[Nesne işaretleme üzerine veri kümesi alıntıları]

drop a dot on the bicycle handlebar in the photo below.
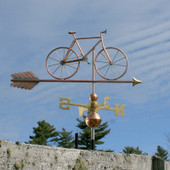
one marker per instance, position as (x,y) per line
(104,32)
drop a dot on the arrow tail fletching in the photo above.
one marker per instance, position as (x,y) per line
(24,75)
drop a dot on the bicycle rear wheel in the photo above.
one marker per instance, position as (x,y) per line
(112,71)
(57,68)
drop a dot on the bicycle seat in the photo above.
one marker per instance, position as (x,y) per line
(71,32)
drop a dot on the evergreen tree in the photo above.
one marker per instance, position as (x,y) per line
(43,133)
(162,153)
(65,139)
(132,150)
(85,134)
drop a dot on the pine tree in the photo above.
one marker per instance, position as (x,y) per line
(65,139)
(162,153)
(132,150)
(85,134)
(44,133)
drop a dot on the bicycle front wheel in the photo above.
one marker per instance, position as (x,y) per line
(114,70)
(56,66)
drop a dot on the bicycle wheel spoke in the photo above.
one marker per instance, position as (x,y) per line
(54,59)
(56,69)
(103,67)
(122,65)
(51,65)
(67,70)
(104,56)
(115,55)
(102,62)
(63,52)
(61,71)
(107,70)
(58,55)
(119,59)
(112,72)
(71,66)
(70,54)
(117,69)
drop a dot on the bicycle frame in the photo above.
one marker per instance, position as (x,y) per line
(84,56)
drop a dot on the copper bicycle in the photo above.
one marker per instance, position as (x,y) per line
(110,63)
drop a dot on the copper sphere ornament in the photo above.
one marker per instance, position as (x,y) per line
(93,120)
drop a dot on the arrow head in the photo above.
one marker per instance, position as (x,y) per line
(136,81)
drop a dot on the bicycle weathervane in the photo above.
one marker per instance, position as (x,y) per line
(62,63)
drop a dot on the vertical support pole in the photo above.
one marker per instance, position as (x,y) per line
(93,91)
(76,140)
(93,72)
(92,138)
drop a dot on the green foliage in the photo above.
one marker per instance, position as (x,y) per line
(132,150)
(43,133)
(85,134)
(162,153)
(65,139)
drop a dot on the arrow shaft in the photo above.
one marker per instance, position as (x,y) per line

Görev:
Listedeki tüm satırları, "drop a dot on" ifadesinin geçtiği her yere "place a point on" koyarak yeniden yazın; geri kalan her şey aynen kalsın. Resimleri yanıta almayın.

Yanıt:
place a point on the bicycle handlebar in the photo below.
one marker per instance, position as (x,y) per line
(104,32)
place a point on the arrow tail fletching in the photo above.
one marker per instance, position as (x,y) per line
(24,75)
place a point on the bicycle rear wheel in the photo above.
one marker per instance, position as (x,y) per line
(112,71)
(57,68)
place a point on the bicycle seat in the photo above.
one marker per instance, position as (x,y) per line
(71,32)
place a point on the evergreen tree in the photo above.
one marker per instance, position as (x,y) per line
(43,133)
(162,153)
(65,139)
(132,150)
(85,134)
place a point on the pine tree in the photo above.
one marker per instance, position as (x,y) per line
(65,139)
(162,153)
(132,150)
(85,134)
(44,133)
place a point on the bicycle front wheel in the photo above.
one marker per instance, position as (x,y) per line
(114,70)
(56,66)
place a point on the bicycle wheel spoke in the photo above.
one marker per instance, position as (x,y) per line
(54,59)
(56,69)
(103,67)
(122,65)
(51,65)
(67,70)
(104,56)
(115,55)
(102,62)
(63,52)
(61,71)
(107,70)
(58,55)
(119,59)
(112,72)
(71,66)
(70,54)
(117,69)
place a point on the bicycle frame in the photo above.
one marker per instance, position as (x,y) per line
(84,56)
place a point on the copper bicycle in the photo above.
one marker per instance, position as (x,y) per line
(110,63)
place a point on the copper sphere ornament in the photo above.
one marker per instance, position as (x,y) per line
(93,120)
place a point on the arrow head in the photo above.
one marker per instance, position as (x,y) per line
(136,81)
place a point on the bicycle weathervane in the photo above.
one marker per instance, position as (x,y) per line
(62,63)
place a point on the vertical support pole in the photo above.
one marker per instance, position as (x,y) per line
(93,91)
(76,140)
(93,72)
(92,138)
place a point on the green foliage in the photo above.
one marker per instance, position as (x,y) per line
(132,150)
(43,133)
(85,134)
(162,153)
(65,139)
place a point on the arrow shaft in the photo above.
one marker per instance, position as (x,y) per line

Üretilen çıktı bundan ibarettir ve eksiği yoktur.